Send back the data below exactly. Drop every picture.
++++ Data supplied ++++
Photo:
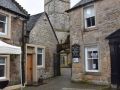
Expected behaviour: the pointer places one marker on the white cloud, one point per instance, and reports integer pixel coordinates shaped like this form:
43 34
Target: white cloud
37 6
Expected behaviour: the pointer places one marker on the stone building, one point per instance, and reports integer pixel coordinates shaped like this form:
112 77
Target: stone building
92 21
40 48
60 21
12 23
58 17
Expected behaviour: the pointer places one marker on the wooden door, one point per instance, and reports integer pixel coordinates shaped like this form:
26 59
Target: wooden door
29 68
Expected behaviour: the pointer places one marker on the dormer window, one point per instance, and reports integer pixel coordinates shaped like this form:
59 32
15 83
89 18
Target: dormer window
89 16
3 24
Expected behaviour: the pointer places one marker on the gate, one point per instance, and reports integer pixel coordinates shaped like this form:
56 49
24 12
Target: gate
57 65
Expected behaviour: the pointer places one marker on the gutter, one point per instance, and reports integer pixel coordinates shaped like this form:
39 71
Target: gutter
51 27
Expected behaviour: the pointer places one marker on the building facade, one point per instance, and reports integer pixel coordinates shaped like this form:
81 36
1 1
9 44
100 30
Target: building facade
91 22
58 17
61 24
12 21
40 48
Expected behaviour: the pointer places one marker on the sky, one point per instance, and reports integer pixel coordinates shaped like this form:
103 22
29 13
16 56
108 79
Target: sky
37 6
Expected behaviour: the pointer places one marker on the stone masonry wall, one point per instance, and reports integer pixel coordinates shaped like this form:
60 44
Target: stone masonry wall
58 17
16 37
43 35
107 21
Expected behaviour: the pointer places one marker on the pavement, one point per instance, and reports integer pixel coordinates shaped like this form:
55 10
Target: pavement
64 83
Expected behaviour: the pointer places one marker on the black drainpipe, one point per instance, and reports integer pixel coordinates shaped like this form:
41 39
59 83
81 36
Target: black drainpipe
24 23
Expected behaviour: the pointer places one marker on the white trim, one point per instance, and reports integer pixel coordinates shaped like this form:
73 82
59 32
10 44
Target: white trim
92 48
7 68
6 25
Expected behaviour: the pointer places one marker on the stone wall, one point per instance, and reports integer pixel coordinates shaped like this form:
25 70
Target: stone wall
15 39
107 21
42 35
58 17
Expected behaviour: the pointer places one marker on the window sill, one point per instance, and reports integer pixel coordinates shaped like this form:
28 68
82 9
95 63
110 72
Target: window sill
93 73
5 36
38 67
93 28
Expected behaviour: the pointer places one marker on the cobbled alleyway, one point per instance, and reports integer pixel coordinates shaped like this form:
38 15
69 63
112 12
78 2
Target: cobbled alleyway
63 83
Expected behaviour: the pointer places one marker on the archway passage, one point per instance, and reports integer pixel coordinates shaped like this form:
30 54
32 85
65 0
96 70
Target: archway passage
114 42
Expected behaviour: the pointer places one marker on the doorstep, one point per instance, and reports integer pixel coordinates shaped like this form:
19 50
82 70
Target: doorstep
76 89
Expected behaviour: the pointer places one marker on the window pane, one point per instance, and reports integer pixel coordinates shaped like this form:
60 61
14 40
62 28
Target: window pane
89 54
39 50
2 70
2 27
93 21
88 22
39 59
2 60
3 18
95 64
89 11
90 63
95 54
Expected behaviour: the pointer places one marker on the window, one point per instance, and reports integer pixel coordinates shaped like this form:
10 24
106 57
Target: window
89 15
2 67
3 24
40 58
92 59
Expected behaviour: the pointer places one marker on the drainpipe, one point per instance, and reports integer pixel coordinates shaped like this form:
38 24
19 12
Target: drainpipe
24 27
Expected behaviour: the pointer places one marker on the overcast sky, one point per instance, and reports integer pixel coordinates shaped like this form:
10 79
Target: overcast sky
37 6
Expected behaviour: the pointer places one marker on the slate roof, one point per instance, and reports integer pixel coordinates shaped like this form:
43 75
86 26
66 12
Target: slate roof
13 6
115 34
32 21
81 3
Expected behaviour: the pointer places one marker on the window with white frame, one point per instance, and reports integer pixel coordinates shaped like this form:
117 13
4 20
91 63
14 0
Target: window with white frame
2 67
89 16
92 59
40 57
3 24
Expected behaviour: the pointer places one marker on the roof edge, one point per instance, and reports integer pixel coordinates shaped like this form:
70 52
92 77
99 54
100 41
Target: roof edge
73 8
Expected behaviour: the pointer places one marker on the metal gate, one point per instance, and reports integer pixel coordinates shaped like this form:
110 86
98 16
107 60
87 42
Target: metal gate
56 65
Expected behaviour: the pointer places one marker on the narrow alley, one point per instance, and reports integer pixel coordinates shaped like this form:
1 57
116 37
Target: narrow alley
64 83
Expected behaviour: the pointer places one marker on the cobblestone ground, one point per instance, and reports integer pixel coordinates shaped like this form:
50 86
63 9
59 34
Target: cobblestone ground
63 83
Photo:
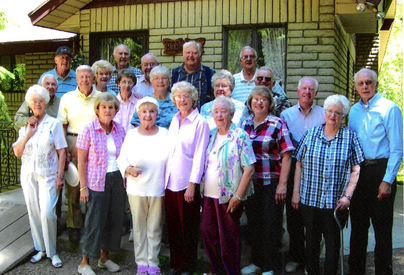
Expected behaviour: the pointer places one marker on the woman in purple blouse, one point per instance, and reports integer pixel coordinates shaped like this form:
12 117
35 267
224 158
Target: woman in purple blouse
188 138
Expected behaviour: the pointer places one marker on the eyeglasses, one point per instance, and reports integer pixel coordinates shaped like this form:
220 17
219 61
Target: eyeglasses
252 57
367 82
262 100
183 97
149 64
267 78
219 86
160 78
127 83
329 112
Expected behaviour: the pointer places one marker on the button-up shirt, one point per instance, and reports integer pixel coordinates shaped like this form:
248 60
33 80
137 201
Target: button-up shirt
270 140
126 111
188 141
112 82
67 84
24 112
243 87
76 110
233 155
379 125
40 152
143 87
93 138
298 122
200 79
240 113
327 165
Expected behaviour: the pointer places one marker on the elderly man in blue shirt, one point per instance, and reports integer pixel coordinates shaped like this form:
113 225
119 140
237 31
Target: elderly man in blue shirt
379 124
++++
• _Answer to this task_:
Photo:
Expected behaviour: the pointer places one marker on the white cloud, one point per instance, and reports integer pixel coordinates shaped like this form:
43 34
Target: white cloud
37 6
Expected behaviour: the pointer places one marker on the stone building, one point per instance, and reports integer pixel coordinates shaped like this form:
112 77
Target: stone building
92 21
40 48
60 21
12 23
58 17
Expected behaviour: the pointer places one marker on the wooden door, one point per instance, and reports integer pixel coordinates shaped like this form:
26 59
Target: wooden door
29 68
Expected behaviour: the pointer places one marker on the dormer window, one point per instance, and reports integer pixel coordinates shaped like this form:
59 32
15 83
89 18
Target: dormer window
89 16
3 24
Expected behaviour: the pointer places one marker on the gate, one point per instance, and reports integer pixel coordinates shaped like this form:
56 49
24 12
Target: gate
57 65
Expected behaviour: the pointer places one marker on the gutter, one point per instance, and reports integer pixel coordinates shaped like this form:
39 71
Target: gutter
51 27
Expected behaviour: the pointer places one marker on the building facade, one point per instance, and reports integer pixel coordinates shaped like this form:
81 36
1 1
9 44
100 30
Target: building facade
91 22
58 17
61 24
12 21
40 48
Expected behaviour: the pointer places one marker on the sky, one point per instance, and reports integer pixel coordinates shaped like this form:
103 22
29 13
16 56
108 79
Target: sky
37 6
Expected behaviour: the pointer places one marker on the stone masonry wall, one point per instance, and reports integer pixel coordinates shaped like this form:
60 44
Target: stone masonry wall
58 17
16 37
43 35
107 21
Expected behaviour: the pointer places one marker on the pavement, one point per instance, and reports integer pixel coordinates shaped like this form:
55 10
Target: pavement
64 83
Expected behaviour: the pointer places one marker on the black drainpipe, one point per instance, and reports integer pixel coordinates shaped like this form:
41 39
59 83
81 36
Target: black drainpipe
24 23
Expected behaviour: the pointer places one marker on the white trim, one point per instance, and reports integer pixel coordinates shaped like this form:
73 82
59 32
10 44
Target: white trim
92 48
7 68
6 25
Expected behaviour: the pointer places one marker on the stone wall, one point per instance, and reports integer pixel coordinates shaped like this form:
25 70
Target: stone wall
15 39
107 21
42 35
58 17
Expected behaviour: the pointer places one marker on the window sill, one point per instance, and reports integer pixel coordinates shaped like this form:
28 68
82 9
95 63
110 72
Target: window sill
93 73
5 36
38 67
93 28
Expected behaviour: the pointer places one marker on the cobbled alleyway, one point per instance, and reports integer pixel coordinates shaped like this form:
38 15
69 63
112 12
78 2
Target: cobbled alleyway
63 83
Expected behaviour: the pointer places one marker on the archway passage, one point per instance, and reports integer pixel coordinates shaped like this form:
30 54
32 85
65 0
96 70
Target: archway passage
114 42
Expected behaviour: the pointer places one marker on the doorstep, one point per instance, and reports integer pixel coordinates shaped like this form:
19 50
82 70
Target: doorstep
76 89
Expected behaviour: the pointer places one marker on the window pane, one point per instance, and reports integer pixel coordinates shaped like this form:
60 61
14 40
62 28
Target: window pane
89 54
39 50
2 70
2 27
93 21
88 22
39 59
2 60
3 18
95 64
89 11
90 63
95 54
Expected behaviour: the pointer places one marker on the window, one point per instance, and reports integer pixel coordinates shaped like this form:
10 24
106 57
Target: window
89 15
2 67
3 24
40 58
92 59
Expected behaviour: the pointer places one marker on the drainpipe, one point per instance, and reports integer pixel coordinates shaped like this form:
38 24
19 12
Target: drainpipe
24 27
Expected behaviour: the pointer places one marker on the overcast sky, one point per instance, and reports integer pixel coordinates shaped like this form:
10 79
Target: overcast sky
37 6
Expected behaviour: the pointer places one marker on the slate roof, one point per instance, and reports integer pixel coordinates shaped like this form:
43 75
86 26
66 12
Target: slate roof
13 6
115 34
32 21
81 3
Expected behaviour: the pointer places one marker on the window with white frame, one point per instance, and reports integer pixel coordinates shaped like this form:
117 13
4 20
91 63
14 0
Target: window with white frame
2 67
89 16
92 59
40 57
3 24
Expected behaviour: the pointer places one marker on the roof edge, one point per instance, and reports integer pixel coordinates shaped like this form:
70 52
92 77
99 54
100 41
Target: roof edge
73 8
Expected behaviour: the pointer places one marker on the metal gate, one point per instance, and reports integer pixel coordinates shaped like this form:
110 86
98 16
107 60
87 42
Target: metal gate
56 65
Expected behaviour: the pointer places one marker on the narrow alley, one point per instance, and reports integer pixel coordinates shaped like this form:
1 57
116 37
Target: narrow alley
64 83
Expected behaviour: the pointer places one marker on the cobblestone ground, one point per instance, and reports integer pixel coordinates shaped like this form:
50 86
63 9
59 34
Target: cobblestone ground
63 83
Photo:
Expected behaviour: the pointer places one marker on the woman in purple blouse, one point per instance, and reports integer pixel coordinates shaped like this form:
12 117
35 267
224 158
Target: woman in purple blouse
188 138
Expected behaviour: the pointer places one marker on the eyeglasses, one point per instance, and reports integer pixel coordinates shaped like this form:
220 17
219 61
Target: eyeglasses
252 57
367 82
262 100
183 97
149 64
267 78
219 86
160 78
127 83
329 112
Expected behaviour: the pointer places one marker on the button-up shirt, one point per instance, and reports integer pixel coordinates shaped like this form:
248 60
33 80
137 201
Target: button-up shirt
270 140
126 111
188 141
112 82
67 84
24 112
243 87
76 110
233 155
379 125
40 152
143 87
93 138
298 122
200 79
240 113
327 165
Expected behaviour: the pointer places one marker on the elderly man in blue shirt, one point per instance, and reports integer pixel coordinates shaped like this form:
113 225
119 140
237 31
Target: elderly man in blue shirt
379 124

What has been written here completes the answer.